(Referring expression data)

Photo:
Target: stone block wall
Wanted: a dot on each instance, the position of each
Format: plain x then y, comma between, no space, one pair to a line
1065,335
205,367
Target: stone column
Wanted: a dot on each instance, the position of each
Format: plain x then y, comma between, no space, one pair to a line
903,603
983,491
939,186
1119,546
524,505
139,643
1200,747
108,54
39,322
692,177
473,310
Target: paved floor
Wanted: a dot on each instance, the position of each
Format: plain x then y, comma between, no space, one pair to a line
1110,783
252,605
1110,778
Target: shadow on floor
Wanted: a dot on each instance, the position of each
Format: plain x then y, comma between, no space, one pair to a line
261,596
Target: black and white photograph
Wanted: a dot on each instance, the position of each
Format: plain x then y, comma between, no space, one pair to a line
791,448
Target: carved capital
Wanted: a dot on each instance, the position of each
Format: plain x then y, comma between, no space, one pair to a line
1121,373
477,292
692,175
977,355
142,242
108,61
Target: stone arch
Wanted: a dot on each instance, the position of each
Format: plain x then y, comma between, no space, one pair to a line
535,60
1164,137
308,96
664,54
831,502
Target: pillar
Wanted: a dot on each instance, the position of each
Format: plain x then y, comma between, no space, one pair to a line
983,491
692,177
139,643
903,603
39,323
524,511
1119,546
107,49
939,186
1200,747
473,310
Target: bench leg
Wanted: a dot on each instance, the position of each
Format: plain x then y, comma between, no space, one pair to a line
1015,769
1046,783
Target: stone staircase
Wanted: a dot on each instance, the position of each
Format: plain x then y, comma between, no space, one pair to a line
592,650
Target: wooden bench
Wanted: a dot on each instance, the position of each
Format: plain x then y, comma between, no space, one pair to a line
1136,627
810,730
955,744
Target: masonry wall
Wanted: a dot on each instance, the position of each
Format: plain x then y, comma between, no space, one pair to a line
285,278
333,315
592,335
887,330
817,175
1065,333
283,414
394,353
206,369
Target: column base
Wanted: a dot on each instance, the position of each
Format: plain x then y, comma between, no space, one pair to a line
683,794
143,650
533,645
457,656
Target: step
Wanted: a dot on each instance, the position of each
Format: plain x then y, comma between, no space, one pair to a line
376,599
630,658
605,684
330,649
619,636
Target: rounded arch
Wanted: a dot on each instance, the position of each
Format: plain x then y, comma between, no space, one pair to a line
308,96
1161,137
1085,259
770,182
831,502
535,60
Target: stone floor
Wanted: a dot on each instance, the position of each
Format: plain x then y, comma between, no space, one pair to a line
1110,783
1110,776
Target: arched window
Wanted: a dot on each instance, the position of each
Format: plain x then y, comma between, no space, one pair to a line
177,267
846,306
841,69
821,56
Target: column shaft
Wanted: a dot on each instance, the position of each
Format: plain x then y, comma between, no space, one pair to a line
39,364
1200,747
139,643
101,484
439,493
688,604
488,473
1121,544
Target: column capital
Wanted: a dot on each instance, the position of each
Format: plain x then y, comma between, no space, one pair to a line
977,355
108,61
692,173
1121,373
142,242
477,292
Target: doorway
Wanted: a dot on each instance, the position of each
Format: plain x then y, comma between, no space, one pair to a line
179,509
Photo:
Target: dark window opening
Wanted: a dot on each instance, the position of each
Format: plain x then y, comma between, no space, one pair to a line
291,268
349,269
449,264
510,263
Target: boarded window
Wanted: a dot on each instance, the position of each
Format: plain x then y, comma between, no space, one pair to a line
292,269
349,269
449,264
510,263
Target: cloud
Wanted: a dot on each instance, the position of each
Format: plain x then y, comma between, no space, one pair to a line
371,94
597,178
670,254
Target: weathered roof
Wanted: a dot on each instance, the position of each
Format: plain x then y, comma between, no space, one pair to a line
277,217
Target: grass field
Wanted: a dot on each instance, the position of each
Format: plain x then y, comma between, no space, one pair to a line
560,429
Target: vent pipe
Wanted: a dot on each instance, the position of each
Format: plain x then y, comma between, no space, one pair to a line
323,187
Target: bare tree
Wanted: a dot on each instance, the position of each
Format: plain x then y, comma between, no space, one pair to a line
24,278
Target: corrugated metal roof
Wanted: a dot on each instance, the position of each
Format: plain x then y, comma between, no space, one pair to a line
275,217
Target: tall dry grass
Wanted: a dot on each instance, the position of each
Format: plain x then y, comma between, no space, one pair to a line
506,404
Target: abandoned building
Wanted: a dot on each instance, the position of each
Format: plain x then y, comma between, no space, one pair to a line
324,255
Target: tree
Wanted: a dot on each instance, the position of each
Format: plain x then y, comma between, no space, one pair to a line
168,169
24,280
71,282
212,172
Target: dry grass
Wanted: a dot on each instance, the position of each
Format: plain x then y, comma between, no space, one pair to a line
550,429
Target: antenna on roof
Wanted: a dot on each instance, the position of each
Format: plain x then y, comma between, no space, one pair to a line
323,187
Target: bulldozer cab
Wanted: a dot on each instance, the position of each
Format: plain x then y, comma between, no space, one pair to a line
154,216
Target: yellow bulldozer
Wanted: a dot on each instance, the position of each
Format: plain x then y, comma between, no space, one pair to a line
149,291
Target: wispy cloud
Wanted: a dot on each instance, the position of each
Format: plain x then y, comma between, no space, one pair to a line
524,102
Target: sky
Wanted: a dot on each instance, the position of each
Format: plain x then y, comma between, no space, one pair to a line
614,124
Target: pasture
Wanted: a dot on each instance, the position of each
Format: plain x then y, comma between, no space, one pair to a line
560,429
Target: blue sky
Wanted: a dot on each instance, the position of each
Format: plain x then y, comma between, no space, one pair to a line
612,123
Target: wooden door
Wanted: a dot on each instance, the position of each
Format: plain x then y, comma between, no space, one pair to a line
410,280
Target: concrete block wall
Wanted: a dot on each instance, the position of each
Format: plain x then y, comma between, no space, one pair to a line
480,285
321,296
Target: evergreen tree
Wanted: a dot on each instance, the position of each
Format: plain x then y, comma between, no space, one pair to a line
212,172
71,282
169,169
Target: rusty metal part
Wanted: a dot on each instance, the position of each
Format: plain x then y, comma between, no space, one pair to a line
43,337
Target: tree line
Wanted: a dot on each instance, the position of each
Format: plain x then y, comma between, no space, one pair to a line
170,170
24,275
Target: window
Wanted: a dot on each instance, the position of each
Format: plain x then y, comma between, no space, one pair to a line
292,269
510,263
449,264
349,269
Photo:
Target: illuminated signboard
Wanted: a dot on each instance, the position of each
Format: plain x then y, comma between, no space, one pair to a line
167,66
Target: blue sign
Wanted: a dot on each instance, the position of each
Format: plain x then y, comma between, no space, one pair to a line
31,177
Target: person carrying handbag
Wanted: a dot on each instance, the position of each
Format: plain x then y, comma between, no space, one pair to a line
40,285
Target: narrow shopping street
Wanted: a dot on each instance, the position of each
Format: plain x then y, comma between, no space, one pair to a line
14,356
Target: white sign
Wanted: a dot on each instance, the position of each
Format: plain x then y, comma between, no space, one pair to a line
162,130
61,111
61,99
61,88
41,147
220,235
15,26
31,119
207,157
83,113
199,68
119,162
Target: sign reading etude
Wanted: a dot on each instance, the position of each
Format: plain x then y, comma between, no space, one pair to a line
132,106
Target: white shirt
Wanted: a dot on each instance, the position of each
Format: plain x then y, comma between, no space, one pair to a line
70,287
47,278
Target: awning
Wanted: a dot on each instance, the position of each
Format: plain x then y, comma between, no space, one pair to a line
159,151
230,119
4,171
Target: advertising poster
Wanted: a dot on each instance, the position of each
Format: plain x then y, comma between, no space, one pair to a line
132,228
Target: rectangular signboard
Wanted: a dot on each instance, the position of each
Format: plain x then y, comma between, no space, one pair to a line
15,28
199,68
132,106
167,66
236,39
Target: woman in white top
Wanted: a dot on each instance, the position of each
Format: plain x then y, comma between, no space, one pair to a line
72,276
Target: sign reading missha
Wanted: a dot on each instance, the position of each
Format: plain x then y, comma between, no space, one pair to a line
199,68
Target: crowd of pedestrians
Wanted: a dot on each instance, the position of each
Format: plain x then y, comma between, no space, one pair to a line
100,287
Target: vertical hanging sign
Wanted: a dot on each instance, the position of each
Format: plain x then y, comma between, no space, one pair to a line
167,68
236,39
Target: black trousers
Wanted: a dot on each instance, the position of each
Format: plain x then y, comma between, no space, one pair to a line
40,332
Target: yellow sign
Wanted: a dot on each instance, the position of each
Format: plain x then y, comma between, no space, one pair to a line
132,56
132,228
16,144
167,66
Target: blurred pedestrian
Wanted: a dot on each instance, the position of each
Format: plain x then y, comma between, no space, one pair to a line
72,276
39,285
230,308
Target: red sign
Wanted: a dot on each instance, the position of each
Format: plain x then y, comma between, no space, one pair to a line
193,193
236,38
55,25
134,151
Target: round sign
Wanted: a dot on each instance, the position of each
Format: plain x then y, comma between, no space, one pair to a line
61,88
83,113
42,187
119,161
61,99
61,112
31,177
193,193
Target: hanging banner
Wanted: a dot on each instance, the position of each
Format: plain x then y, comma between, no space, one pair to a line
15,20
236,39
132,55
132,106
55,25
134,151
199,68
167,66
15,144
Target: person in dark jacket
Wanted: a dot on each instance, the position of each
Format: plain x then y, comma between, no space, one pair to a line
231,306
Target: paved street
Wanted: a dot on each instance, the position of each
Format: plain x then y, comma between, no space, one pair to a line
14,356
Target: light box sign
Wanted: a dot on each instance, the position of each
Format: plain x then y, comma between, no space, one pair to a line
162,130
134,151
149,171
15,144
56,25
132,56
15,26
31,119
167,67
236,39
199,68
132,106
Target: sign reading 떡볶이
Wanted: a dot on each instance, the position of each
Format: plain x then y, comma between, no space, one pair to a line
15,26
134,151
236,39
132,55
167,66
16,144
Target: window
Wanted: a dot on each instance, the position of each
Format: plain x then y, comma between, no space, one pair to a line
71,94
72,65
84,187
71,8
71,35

(WHAT THE EXERCISE ASKS)
Above are the entries; copy every line among them that contains the word "window".

(RESPONSE TO THE EXERCISE)
Target: arched window
Target: dark window opening
Target: boarded window
Target: window
Target: window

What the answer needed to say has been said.